───── Selected extract ─────
Glafcos Clerides Championship
- Season: 2013–14
- Champions: APOEL 23rd title
- Relegated: Aris AEK Kouklia Enosis Alki
- Champions League: APOEL AEL
- Europa League: Apollon Ermis Omonia
- Matches: 242
- Goals: 703 (2.9 per match)
- Top goalscorer: Gastón Sangoy (18 goals) Marco Tagbajumi (18 goals) Jorge Monteiro (18 goals)
- Biggest home win: APOEL 8–1 Anorthosis (11 May 2014)
- Biggest away win: Doxa 0–6 Omonia (26 October 2013)
- Highest scoring: Aris 7–2 AEK Kouklia (4 May 2014) APOEL 8–1 Anorthosis (11 May 2014)
- Longest winning run: 9 matches APOEL
- Longest unbeaten run: 23 matches APOEL
- Longest winless run: 26 matches Alki
- Longest losing run: 12 matches Alki
- Highest attendance: 15,985 APOEL 3–0 AEL (22 April 2014)
- Lowest attendance: 2 AEK Kouklia 1–4 Ethnikos (23 April 2014) 2 AEK Kouklia 0–0 AEK Larnaca (11 May 2014)

= 2013–14 Cypriot First Division =

The 2013–14 Cypriot First Division was the 75th season of the Cypriot top-level football league. It began on 31 August 2013 and ended on 31 May 2014. APOEL were the defending champions.

The league comprised eleven teams from the 2012–13 season and three promoted teams from the 2012–13 Second Division.
───── Data block ─────
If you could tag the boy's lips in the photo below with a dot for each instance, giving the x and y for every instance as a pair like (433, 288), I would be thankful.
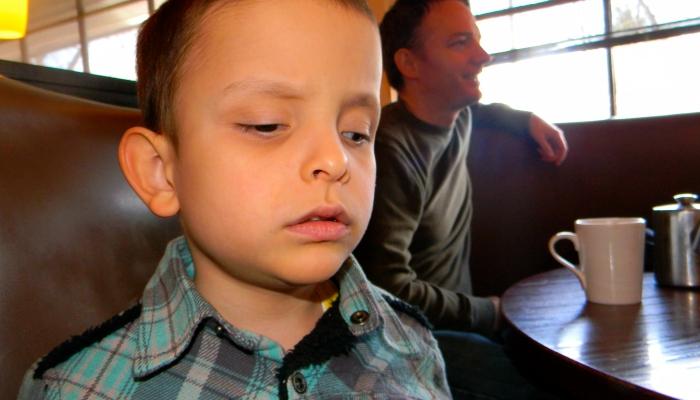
─────
Directives
A – Translate this sentence from the article on the 2013–14 Cypriot First Division into Spanish: "The 2013–14 Cypriot First Division was the 75th season of the Cypriot top-level football league."
B – For each statement, say whether the article on the 2013–14 Cypriot First Division supports it, answering yes or no and quoting the deciding words: (i) The season ended on 31 May 2014. (ii) Alki had the longest winning run of the season. (iii) Three teams in the league had been promoted from the Second Division.
C – Pick up the article on the 2013–14 Cypriot First Division after its final sentence and carry it on.

Answers to the problems
A – La Primera División de Chipre 2013–14 fue la 75.ª temporada de la liga de fútbol de máxima categoría de Chipre.

B –
(i) Yes: "ended on 31 May 2014"
(ii) No: "Longest winning run: 9 matches APOEL"
(iii) Yes: "three promoted teams from the 2012–13 Second Division"

C –
The 17 May 2014 title deciding match between AEL Limassol and APOEL was abandoned (at 0–0) after 52 minutes, when a bomb thrown by AEL fans, hit and injured APOEL's player Kaká. The match was replayed behind closed doors at a neutral stadium on 31 May 2014 and APOEL achieved to win their second consecutive league title after beating AEL Limassol by 1–0. However, on 6 June 2014, the Cyprus Football Association’s (CFA) disciplinary committee – acting as an appeals board – unanimously cancelled on the CFA council’s decision to repeat the 17 May championship final, awarding the match to APOEL with a 0–3 score.

==Teams==

===Promotion and relegation (pre-season)===
AEP Paphos and Ayia Napa were relegated at the end of the first stage of the 2012–13 season after finishing in the bottom two places of the table. They were joined by Olympiakos Nicosia, who finished at the bottom of the second-phase Group C.

The relegated teams were replaced by 2012–13 Second Division champions Aris Limassol, runners-up AEK Kouklia and third-placed team Ermis Aradippou.

===Stadia and locations===

Note: Table lists clubs in alphabetical order.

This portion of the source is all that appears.